- **EXERCISE TASK**: Extract every record, exactly as written, and ignore the pictures.

- **Rows from a pointing dataset**:

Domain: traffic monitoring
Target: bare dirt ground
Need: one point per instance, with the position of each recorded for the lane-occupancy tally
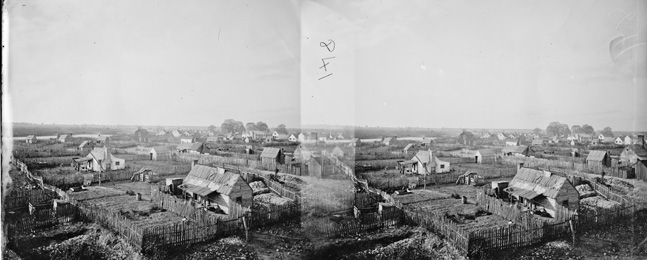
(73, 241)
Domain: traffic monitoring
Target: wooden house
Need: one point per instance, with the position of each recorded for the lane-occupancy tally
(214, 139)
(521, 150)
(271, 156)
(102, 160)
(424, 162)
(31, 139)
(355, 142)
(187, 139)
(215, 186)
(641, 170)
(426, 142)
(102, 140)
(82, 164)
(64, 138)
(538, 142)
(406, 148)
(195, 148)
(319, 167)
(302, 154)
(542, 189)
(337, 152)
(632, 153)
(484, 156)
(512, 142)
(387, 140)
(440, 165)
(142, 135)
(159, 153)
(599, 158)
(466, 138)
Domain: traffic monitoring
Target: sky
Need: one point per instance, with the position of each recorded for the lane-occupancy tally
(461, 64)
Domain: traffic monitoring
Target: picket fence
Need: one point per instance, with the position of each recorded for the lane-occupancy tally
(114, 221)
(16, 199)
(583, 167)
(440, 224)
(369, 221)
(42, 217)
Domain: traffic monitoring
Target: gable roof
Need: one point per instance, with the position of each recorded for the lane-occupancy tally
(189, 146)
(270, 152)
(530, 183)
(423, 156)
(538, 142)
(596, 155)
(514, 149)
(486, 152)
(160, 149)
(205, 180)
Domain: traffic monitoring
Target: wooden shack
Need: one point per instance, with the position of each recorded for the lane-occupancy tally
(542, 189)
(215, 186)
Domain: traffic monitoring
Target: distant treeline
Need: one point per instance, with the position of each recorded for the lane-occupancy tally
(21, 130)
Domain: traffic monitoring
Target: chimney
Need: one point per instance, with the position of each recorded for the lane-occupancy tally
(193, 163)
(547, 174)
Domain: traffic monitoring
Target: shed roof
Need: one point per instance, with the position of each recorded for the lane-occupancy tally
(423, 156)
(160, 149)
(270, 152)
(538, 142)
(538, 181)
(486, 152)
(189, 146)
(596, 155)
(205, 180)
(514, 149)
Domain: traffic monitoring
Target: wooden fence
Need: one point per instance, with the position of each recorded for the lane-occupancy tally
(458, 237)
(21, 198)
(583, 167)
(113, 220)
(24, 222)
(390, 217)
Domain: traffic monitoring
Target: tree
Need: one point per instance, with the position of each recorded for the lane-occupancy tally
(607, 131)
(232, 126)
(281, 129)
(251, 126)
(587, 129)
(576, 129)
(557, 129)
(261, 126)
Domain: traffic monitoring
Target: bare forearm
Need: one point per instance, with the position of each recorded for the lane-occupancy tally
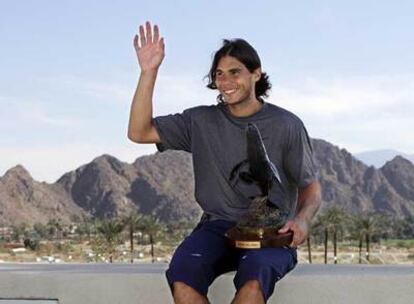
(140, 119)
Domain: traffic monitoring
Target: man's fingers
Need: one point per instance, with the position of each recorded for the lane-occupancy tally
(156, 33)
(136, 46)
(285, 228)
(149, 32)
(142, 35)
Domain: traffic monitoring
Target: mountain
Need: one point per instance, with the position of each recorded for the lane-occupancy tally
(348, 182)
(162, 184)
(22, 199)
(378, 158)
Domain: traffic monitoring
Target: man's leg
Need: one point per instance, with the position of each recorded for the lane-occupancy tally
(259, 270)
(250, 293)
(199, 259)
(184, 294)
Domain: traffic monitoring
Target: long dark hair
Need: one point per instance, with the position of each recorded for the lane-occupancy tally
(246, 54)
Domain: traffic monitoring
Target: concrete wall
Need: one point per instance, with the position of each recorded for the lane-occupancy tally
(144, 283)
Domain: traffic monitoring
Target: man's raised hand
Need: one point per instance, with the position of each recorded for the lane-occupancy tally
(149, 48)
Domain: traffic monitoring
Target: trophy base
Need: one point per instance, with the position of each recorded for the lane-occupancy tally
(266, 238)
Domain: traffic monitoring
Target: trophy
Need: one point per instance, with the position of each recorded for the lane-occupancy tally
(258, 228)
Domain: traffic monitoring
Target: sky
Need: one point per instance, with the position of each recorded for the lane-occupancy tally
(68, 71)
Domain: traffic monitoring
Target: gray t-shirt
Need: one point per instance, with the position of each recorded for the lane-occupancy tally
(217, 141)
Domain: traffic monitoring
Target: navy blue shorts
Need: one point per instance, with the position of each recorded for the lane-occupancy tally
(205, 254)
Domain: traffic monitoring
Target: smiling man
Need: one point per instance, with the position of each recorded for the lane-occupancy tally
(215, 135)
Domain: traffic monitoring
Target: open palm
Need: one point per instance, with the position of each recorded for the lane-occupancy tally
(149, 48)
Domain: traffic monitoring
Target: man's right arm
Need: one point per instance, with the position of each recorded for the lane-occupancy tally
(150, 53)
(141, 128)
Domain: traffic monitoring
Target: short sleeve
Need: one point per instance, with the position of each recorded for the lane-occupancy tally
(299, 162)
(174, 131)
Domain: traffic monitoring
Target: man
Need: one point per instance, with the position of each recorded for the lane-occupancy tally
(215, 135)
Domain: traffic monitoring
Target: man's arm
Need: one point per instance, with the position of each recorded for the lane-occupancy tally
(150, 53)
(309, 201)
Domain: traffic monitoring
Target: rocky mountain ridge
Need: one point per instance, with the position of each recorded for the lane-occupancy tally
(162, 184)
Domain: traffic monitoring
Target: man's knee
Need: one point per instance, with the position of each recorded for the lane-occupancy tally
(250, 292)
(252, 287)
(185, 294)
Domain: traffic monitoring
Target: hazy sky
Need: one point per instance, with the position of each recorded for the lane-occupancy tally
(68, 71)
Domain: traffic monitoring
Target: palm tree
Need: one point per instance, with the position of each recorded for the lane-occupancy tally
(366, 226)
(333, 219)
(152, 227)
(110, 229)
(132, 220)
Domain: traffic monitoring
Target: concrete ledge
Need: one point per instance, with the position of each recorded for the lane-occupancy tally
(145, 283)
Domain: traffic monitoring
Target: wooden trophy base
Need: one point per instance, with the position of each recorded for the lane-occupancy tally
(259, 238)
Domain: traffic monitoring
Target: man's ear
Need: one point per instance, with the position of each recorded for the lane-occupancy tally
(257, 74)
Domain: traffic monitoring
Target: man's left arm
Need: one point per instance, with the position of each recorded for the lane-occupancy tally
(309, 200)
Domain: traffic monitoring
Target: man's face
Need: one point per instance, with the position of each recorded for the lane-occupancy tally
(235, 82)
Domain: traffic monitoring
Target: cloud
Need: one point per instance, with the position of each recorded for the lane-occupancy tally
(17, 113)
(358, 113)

- **RESPONSE TO THE EXERCISE**:
Domain: traffic monitoring
Target: bare dirt ground
Need: one point per instance, with the position of each recorded for the lane-occupancy tally
(73, 241)
Domain: traffic monitoring
Target: wooden house
Need: one point per instance, with the position of each recorded for the lane-occupancy tally
(214, 139)
(521, 150)
(271, 156)
(102, 160)
(424, 162)
(31, 139)
(355, 142)
(187, 139)
(215, 186)
(641, 170)
(426, 142)
(102, 140)
(82, 164)
(64, 138)
(538, 142)
(406, 148)
(195, 148)
(319, 167)
(302, 154)
(542, 189)
(337, 152)
(632, 153)
(484, 156)
(512, 142)
(387, 140)
(440, 165)
(142, 135)
(159, 153)
(599, 158)
(466, 138)
Domain: traffic monitoring
Target: sky
Need: one point per instance, with the position of each recorded for the lane-occupancy tally
(461, 64)
Domain: traffic monitoring
Target: picket fence
Need: one point per instance, with the position of each recorded for the lane-occupancy tally
(114, 221)
(16, 199)
(583, 167)
(440, 224)
(369, 221)
(42, 217)
Domain: traffic monitoring
Target: gable roof
Need: one point per instance, with the position of each recorded for the lane-occupancy tally
(189, 146)
(270, 152)
(530, 183)
(423, 156)
(538, 142)
(596, 155)
(514, 149)
(486, 152)
(160, 149)
(205, 180)
Domain: traffic monitoring
Target: wooden shack
Need: one point per instance, with the position of each recorded for the lane-occupancy tally
(542, 189)
(215, 186)
Domain: traffic monitoring
Target: distant treeline
Need: one point per instance, with the position of each recorded for the lane-occupancy tally
(21, 130)
Domain: traffic monitoring
Target: chimney
Need: one point per instance, with the position of each recorded for the lane-occupancy tally
(193, 163)
(547, 174)
Domain: traffic monitoring
Target: shed roof
Need: one point per instance, with the position of each recorded for the lane-occupancy tally
(423, 156)
(160, 149)
(270, 152)
(538, 142)
(538, 181)
(486, 152)
(189, 146)
(596, 155)
(205, 180)
(514, 149)
Domain: traffic monitoring
Target: wooden fence
Need: one point per instance, with the position of each recorded for the lane-occupancy tally
(458, 237)
(21, 198)
(583, 167)
(113, 220)
(24, 222)
(390, 217)
Domain: traffic monitoring
Target: tree
Need: one point per instance, with the position of each recorded for the lane-occupancy tally
(607, 131)
(232, 126)
(281, 129)
(251, 126)
(587, 129)
(576, 129)
(557, 129)
(261, 126)
Domain: traffic monitoring
Target: bare forearm
Need: one point per instance, with the position of each recorded for the lane-occupancy tally
(140, 119)
Domain: traffic monitoring
Target: man's fingers
Need: one point per instance, with the position of each recorded for the lane-occupancy tally
(156, 33)
(136, 46)
(285, 228)
(149, 32)
(142, 35)
Domain: traffic monitoring
Target: mountain
Need: one point per instance, with the position of each recorded for the lane-occupancy tally
(348, 182)
(162, 184)
(22, 199)
(378, 158)
Domain: traffic monitoring
Target: man's leg
Need: one point per instance, with the position of each recorded for the lane-occupancy tally
(259, 270)
(250, 293)
(199, 259)
(184, 294)
Domain: traffic monitoring
Target: long dark hair
Need: one point per instance, with the position of each recorded for the lane-occupancy tally
(246, 54)
Domain: traffic monitoring
Target: concrete wall
Need: one point per instance, with the position of each recorded for the lane-occupancy tally
(144, 283)
Domain: traffic monitoring
Target: man's raised hand
Need: one point per instance, with the position of each recorded for the lane-occupancy tally
(149, 48)
Domain: traffic monitoring
Target: trophy base
Need: one point per instance, with the position of each recorded for the lane-occupancy tally
(266, 238)
Domain: traffic monitoring
Target: trophy
Need: one point per instance, with the position of each recorded for the lane-occupancy tally
(258, 228)
Domain: traffic monitoring
Target: sky
Need: one point per instance, with the position of each recorded for the lane-occupancy tally
(68, 71)
Domain: traffic monitoring
Target: gray t-shirt
Need: one point per instance, with the position of each recorded for the lane-occupancy tally
(217, 141)
Domain: traffic monitoring
Target: navy blue shorts
Need: one point per instance, with the position of each recorded for the lane-occupancy tally
(205, 254)
Domain: traffic monitoring
Target: smiling man
Need: one point per instance, with the position of each recorded for the lane-occupancy tally
(215, 135)
Domain: traffic monitoring
Target: open palm
Need: one point per instance, with the position of each recorded for the lane-occupancy tally
(149, 48)
Domain: traffic monitoring
Target: man's right arm
Need: one point per instance, with the position of each recorded for the lane-occupancy tally
(150, 53)
(141, 128)
Domain: traffic monitoring
Target: short sleeve
Need: one point per instance, with the position of each recorded for the lane-occupancy tally
(299, 162)
(174, 131)
Domain: traffic monitoring
Target: man
Need: one point per instance, with the position of each recorded for the lane-occupancy tally
(215, 135)
Domain: traffic monitoring
Target: man's arm
Need: one point per instance, with the position of each recorded for the lane-occupancy tally
(150, 53)
(309, 201)
Domain: traffic monitoring
Target: rocky mountain ridge
Need: one point per instance, with the position of each recorded for the lane-occupancy tally
(162, 184)
Domain: traffic monitoring
Target: man's knee
Need: one point per instance, with the position of each recorded for the lane-occupancy tally
(250, 292)
(252, 287)
(185, 294)
Domain: traffic monitoring
Target: hazy sky
Need: one point per instance, with the position of each recorded for the lane-occupancy tally
(68, 71)
Domain: traffic monitoring
Target: palm tree
Need: one point per instance, with the position of each recorded for the lane-occupancy tally
(366, 226)
(333, 219)
(152, 227)
(110, 229)
(132, 220)
Domain: traffic monitoring
Target: concrete ledge
Need: one point per instance, with the position of each recorded for the lane-occupancy tally
(145, 283)
Domain: traffic monitoring
Target: wooden trophy base
Need: one point per instance, with the position of each recorded for the lane-occupancy tally
(259, 238)
Domain: traffic monitoring
Target: man's ear
Need: one point per instance, with the position of each recorded for the lane-occupancy tally
(257, 74)
Domain: traffic monitoring
Target: man's left arm
Need: one point per instance, with the position of each recorded for the lane-occupancy tally
(309, 200)
Domain: traffic monitoring
Target: man's face
Need: one point per instance, with the position of each recorded for the lane-occupancy tally
(235, 82)
Domain: traffic monitoring
Target: cloud
Need: one point per instance, with the position of each recorded for the lane-occupancy tally
(17, 113)
(358, 113)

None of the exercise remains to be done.